§ Passage:
◆ ◆ ◆ ◆
21L'étude montre un profond désaccord entre les écoles les plus prestigieuses. Par exemple, les étudiants de l'université de Chicago sont les plus convaincus de la pertinence pratique de l'approche néoclassique, alors que ceux de Harvard sont les moins convaincus. Quand on leur demande s'ils voient une différence profonde entre l'économie "positive" et l'économie "normative", 75 % de ceux du MIT [5] et 84 % de ceux de Harvard répondent "non", alors que la plupart de ceux de Chicago disent "oui" avec assurance. Lorsqu'on leur demande si l'inflation est avant tout un problème monétaire, les étudiants de Chicago ne se déclarent pas simplement d'accord : ils approuvent à 100 % (à Harvard, près de la moitié ne seraient pas d'accord du tout). Alors que les étudiants du MIT croient fermement que la politique fiscale peut être un outil efficace de stabilisation macroéconomique, 44 % de ceux de Chicago ne sont pas d'accord. Les économistes eux-mêmes sont bien conscients de ces schismes. Quand on leur demande si "les économistes sont d'accord entre eux sur les questions fondamentales", seulement 4 % de ces étudiants de haut niveau se disent d'accord, alors que 52 % sont ouvertement en désaccord (40 % disent qu'ils sont à peu près d'accord).
22Dans un domaine du moins, le rapport Colander-Klamer a trouvé un consensus affligeant : ce qu'il faut pour réussir comme économiste professionnel. La plupart des étudiants ont cité en tout premier lieu : "Etre bon en résolution de problèmes" et "être excellent en mathématiques". Moins de 3 % pensaient que "avoir une connaissance approfondie de l'économie" était "très important" ; 68 % estimaient que c'était "sans importance". Et quand on leur a demandé si être bon dans les travaux empiriques était très important pour la réussite professionnelle, à peine un étudiant sur huit a répondu affirmativement. Avoir une large compréhension de la littérature économique a eu encore moins de succès : seulement un sur dix trouvait cela très important, alors que près de la moitié estimaient que c'était sans importance. Ces résultats n'ont pas vraiment surpris quelques économistes de premier plan, parmi lesquels on trouve les mathématiciens les plus célèbres. Il y a près de vingt ans que le prix Nobel Wassilly Leontieff a lancé, dans son allocution de président de l'AEA, cet avertissement : "L'enthousiasme sans aucun esprit critique pour la formulation mathématique a souvent tendance à cacher la fragilité du contenu du discours derrière la formidable façade de signes algébriques." Un autre Nobel, Kenneth Arrow, est du même avis. Ayant participé à la Cogee, il s'inquiète maintenant de ce que le problème n'est pas limité aux enseignements universitaires : "Les maths, dit-il, se développent de façon autonome parce qu'elles induisent une propension à prouver des théories dont l'intérêt est mathématique plus que scientifique."
◆ ◆ ◆ ◆
§ Données présentées:

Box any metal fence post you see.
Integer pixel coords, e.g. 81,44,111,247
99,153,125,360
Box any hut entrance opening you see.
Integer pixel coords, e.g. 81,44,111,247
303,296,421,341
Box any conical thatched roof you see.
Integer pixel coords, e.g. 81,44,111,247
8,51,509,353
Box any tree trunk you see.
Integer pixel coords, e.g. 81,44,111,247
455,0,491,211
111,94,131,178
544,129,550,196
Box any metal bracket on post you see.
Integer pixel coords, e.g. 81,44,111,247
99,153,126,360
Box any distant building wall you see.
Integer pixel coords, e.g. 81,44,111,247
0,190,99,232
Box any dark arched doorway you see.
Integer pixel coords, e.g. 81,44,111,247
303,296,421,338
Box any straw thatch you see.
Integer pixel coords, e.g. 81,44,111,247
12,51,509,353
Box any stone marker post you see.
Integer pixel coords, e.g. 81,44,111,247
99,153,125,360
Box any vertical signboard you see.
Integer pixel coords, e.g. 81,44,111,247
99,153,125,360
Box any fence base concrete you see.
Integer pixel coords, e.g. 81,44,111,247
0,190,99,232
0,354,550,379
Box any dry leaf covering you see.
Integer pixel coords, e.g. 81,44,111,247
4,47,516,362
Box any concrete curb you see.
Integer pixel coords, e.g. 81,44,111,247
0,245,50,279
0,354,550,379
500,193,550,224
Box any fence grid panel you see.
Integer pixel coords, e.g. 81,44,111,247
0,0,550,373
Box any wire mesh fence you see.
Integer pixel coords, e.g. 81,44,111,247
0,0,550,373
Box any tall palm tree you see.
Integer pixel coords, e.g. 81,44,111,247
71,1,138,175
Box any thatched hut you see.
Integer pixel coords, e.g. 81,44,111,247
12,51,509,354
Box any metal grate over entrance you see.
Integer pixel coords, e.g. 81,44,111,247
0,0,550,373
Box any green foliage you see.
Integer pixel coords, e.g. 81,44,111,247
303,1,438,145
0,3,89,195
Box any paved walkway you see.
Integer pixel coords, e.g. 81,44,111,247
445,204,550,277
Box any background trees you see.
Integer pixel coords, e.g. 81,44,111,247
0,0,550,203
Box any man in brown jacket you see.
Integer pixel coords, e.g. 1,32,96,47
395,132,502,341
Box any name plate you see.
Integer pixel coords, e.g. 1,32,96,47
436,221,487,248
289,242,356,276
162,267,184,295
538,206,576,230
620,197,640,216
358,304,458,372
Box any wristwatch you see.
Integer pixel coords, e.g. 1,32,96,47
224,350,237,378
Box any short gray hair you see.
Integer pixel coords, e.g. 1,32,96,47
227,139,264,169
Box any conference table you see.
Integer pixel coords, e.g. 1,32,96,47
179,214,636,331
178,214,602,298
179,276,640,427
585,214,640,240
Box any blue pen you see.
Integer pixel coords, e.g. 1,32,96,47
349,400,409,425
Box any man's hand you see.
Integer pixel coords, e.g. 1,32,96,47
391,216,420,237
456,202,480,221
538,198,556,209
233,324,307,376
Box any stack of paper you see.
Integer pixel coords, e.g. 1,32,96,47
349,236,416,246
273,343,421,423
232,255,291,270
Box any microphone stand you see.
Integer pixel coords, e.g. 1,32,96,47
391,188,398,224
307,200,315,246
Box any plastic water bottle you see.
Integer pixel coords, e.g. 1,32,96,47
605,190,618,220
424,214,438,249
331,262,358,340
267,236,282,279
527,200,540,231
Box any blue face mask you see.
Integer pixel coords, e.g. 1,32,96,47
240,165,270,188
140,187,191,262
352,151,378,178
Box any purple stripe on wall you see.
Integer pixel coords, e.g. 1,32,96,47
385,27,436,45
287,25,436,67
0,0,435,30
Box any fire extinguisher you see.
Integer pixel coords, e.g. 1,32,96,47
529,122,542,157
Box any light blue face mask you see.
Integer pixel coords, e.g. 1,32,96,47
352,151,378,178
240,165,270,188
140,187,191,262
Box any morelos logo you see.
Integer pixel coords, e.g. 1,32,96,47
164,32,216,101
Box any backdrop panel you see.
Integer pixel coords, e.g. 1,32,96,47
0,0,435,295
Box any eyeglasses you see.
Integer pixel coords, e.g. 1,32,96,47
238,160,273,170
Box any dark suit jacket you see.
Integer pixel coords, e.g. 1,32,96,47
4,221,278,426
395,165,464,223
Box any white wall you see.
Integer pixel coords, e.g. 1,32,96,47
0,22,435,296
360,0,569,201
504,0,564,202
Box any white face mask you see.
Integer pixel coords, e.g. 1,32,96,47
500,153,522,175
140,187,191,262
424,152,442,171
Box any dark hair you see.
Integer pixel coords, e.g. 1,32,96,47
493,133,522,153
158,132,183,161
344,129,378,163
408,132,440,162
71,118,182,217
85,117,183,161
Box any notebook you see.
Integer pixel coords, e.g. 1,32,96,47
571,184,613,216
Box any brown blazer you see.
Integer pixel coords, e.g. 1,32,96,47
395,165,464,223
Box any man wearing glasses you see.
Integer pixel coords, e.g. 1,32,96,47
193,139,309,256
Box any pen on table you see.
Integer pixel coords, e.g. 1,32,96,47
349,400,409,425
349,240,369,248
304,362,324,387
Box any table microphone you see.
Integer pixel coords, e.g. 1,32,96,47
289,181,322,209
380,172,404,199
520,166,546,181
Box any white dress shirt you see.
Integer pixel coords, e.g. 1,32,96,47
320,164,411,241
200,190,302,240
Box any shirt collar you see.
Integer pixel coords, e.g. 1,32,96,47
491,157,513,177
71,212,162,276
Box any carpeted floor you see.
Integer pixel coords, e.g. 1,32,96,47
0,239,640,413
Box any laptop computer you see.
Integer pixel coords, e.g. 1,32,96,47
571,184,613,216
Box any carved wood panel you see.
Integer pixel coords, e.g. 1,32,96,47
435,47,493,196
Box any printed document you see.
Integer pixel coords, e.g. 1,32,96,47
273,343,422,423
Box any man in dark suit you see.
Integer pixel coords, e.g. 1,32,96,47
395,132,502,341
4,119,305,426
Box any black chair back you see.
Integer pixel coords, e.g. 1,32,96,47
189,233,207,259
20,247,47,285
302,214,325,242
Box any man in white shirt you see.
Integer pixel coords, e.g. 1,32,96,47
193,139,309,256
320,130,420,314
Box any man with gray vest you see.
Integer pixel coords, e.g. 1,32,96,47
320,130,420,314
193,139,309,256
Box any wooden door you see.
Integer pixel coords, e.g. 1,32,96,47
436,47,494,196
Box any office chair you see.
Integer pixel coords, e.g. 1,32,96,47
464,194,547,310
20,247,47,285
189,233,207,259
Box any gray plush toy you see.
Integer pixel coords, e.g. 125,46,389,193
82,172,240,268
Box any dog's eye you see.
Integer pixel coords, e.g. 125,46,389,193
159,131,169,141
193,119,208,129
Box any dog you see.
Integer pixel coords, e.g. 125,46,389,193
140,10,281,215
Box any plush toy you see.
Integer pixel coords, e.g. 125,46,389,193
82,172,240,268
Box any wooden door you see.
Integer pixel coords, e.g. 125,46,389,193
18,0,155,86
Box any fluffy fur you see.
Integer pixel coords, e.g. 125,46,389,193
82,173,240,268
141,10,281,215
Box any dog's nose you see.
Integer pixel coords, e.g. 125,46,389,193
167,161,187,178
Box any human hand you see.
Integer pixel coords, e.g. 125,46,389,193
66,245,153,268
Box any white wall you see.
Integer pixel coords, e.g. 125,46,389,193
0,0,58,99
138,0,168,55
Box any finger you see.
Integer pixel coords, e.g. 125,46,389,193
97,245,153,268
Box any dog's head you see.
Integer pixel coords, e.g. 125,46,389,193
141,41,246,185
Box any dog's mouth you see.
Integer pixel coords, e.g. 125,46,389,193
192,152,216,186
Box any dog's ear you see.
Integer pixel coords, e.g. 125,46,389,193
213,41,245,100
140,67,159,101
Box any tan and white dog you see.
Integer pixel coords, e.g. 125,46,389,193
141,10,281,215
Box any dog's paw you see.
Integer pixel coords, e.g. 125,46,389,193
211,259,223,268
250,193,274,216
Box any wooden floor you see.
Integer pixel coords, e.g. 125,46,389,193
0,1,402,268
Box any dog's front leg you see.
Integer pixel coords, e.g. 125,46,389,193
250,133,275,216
◆ ◆ ◆ ◆
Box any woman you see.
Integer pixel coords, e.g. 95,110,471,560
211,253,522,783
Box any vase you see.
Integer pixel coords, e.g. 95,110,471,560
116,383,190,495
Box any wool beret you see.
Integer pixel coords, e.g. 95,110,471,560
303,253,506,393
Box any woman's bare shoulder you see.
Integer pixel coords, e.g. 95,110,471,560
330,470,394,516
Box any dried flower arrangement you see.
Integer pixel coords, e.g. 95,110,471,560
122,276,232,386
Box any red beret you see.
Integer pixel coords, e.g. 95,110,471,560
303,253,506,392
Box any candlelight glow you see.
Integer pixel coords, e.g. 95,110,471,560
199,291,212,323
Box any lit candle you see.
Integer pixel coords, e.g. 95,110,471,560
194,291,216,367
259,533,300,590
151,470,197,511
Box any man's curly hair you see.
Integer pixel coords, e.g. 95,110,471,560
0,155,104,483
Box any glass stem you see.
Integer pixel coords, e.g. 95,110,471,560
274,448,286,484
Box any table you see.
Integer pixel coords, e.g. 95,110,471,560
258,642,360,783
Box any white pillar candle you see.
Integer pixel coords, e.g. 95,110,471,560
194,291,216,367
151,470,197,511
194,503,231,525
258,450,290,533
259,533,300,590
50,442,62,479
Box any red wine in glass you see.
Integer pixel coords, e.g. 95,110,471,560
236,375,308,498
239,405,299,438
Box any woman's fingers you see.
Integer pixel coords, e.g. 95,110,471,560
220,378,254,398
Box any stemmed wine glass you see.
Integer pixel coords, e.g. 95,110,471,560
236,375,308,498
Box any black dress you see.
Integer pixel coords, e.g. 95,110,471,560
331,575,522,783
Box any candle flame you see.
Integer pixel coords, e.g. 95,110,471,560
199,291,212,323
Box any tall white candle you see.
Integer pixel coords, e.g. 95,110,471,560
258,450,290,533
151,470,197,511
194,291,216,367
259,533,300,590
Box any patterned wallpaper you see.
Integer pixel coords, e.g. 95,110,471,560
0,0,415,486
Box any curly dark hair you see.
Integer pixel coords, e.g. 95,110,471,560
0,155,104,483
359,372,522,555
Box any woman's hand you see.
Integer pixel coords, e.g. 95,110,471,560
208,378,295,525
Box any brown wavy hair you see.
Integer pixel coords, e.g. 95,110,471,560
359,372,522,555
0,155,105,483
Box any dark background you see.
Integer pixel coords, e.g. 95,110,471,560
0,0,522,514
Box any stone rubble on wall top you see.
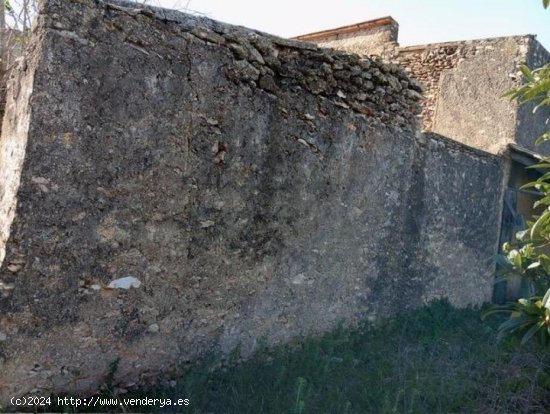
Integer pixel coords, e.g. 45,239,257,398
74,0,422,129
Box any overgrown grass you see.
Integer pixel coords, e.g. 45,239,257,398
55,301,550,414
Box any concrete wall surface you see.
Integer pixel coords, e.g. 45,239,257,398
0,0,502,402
◆ ◆ ◆ ◆
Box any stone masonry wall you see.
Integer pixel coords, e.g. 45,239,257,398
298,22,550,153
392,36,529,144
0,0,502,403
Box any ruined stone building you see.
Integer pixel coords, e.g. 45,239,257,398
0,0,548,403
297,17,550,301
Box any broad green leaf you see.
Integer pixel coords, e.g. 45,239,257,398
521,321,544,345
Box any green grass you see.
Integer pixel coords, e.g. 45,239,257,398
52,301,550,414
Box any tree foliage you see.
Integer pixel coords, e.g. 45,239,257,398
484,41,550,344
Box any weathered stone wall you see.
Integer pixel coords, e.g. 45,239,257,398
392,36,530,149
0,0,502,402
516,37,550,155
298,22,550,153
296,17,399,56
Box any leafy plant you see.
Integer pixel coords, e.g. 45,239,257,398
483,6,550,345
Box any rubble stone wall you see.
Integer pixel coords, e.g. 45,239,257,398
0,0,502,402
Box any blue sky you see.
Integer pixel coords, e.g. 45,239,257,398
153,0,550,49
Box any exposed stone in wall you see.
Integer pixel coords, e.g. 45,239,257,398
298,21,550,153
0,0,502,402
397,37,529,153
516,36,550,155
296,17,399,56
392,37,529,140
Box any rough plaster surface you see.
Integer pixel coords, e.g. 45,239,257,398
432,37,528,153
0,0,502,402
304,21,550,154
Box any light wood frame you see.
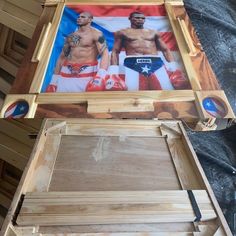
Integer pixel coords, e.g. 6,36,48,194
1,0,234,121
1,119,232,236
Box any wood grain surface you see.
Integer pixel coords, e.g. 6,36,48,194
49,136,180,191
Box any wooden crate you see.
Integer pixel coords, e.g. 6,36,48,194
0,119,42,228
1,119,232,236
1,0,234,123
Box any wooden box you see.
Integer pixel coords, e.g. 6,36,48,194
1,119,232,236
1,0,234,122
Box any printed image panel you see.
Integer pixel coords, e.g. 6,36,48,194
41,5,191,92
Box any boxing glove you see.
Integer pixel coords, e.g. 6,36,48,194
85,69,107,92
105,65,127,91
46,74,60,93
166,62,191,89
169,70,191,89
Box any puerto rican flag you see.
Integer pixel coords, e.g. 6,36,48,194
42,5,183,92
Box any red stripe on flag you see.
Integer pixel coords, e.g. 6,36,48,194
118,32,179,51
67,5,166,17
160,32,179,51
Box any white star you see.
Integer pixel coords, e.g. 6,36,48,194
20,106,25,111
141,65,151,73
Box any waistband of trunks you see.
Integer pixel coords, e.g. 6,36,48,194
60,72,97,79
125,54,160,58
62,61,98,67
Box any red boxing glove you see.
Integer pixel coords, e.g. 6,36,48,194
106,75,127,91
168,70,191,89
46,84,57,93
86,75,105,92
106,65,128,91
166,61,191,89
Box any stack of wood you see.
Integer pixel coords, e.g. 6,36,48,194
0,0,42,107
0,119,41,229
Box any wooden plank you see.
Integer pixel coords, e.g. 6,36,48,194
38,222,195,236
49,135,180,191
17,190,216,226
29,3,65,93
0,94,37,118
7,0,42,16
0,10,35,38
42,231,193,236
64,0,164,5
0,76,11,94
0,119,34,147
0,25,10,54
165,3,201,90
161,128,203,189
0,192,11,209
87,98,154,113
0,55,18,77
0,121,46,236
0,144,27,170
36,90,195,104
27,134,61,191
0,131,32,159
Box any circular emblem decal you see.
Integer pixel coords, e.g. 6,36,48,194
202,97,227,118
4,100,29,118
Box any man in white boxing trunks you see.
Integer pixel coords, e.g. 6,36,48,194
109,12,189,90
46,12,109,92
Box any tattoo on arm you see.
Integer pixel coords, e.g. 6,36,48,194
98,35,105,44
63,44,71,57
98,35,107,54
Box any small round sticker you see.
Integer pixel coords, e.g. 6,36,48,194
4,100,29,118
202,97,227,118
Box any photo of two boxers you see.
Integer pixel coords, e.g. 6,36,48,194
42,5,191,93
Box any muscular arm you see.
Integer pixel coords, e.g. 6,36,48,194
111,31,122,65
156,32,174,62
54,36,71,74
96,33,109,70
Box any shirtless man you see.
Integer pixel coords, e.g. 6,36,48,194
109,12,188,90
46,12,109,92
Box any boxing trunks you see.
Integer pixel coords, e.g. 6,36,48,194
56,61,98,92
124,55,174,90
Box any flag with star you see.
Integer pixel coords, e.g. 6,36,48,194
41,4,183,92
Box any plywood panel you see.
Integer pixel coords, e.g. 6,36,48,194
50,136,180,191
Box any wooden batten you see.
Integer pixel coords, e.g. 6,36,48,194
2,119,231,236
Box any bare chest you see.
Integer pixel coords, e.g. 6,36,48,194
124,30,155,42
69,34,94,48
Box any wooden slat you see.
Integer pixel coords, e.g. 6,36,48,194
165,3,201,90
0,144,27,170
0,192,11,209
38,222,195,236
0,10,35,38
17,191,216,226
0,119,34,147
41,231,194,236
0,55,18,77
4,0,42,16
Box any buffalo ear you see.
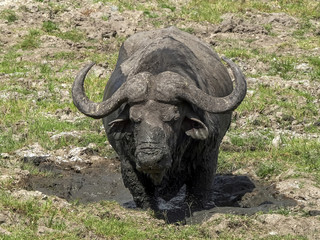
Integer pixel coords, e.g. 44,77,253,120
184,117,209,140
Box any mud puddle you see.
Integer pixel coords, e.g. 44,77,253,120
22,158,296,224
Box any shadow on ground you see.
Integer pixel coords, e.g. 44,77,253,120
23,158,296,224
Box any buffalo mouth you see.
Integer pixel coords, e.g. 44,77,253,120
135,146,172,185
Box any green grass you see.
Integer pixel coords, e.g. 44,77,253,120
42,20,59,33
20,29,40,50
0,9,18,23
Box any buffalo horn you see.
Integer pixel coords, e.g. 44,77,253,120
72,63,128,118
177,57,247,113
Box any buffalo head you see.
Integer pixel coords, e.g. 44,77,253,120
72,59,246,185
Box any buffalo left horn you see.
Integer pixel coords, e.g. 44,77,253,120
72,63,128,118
◆ ◆ ◆ ◆
§ Consigne:
Rédigez la suite du passage sur les étudiants en économie et leur formation, en partant de sa dernière phrase. Les enregistrements n'interviennent en rien ici.

§ Réponse attendue:
23Même si l'abstraction excessive semble être un reproche récent, causé par la confiance absolue dans les mathématiques depuis la Seconde Guerre mondiale, la critique remonte à plus d'un siècle. Dans un travail récent sur les affrontements méthodologiques parmi les économistes américains, Deborah Redman commence son étude en 1860 et recense pas moins de 80 exemples de débats "méthodologiques" fondamentaux avant 1900. Même si peu de gens s'en souviennent, l'American Economic Association a elle-même été créée dans la controverse - et pas seulement sur le recours naissant aux méthodes mathématiques, mais sur la finalité même et l'usage des sciences économiques. Fondée en 1885 par Richard Ely, l'AEA était conçue comme un contrepoids progressiste à ce que ses membres considéraient comme du darwinisme social et qui se faisait alors jour dans les sciences sociales. Ses fondateurs considéraient que la "science économique anglaise", mieux établie, avait une influence particulièrement dangereuse sur la démocratie naissante des Etats-Unis. Aux yeux des Américains, comme l'écrit l'historien A. X. Coats, l'école britannique était "coupée de la réalité vivante, trop hors de l'histoire et trop attachée à une vision de la vie économique qui serait organisée autour d'une loi naturelle immuable et universelle. De plus, son penchant en faveur du "laisser-faire" était pernicieux".
24Ely était lui-même un avocat influent du mouvement de l'Evangile Social [6] et estimait que "tout citoyen [devait] travailler à élever la conscience des opprimés, encourager la formation d'associations volontaires (comme les syndicats de travailleurs et les coopératives) afin de protéger les faibles et promouvoir une intervention active de l'Etat pour corriger l'injustice dans la répartition des revenus et du pouvoir économique". Ce genre de discours trouvait un écho chez les premiers économistes américains. A une époque où le corps enseignant des universités et le clergé protestant se recoupaient encore largement, trente des cinquante fondateurs de l'AEA étaient en fait des pasteurs.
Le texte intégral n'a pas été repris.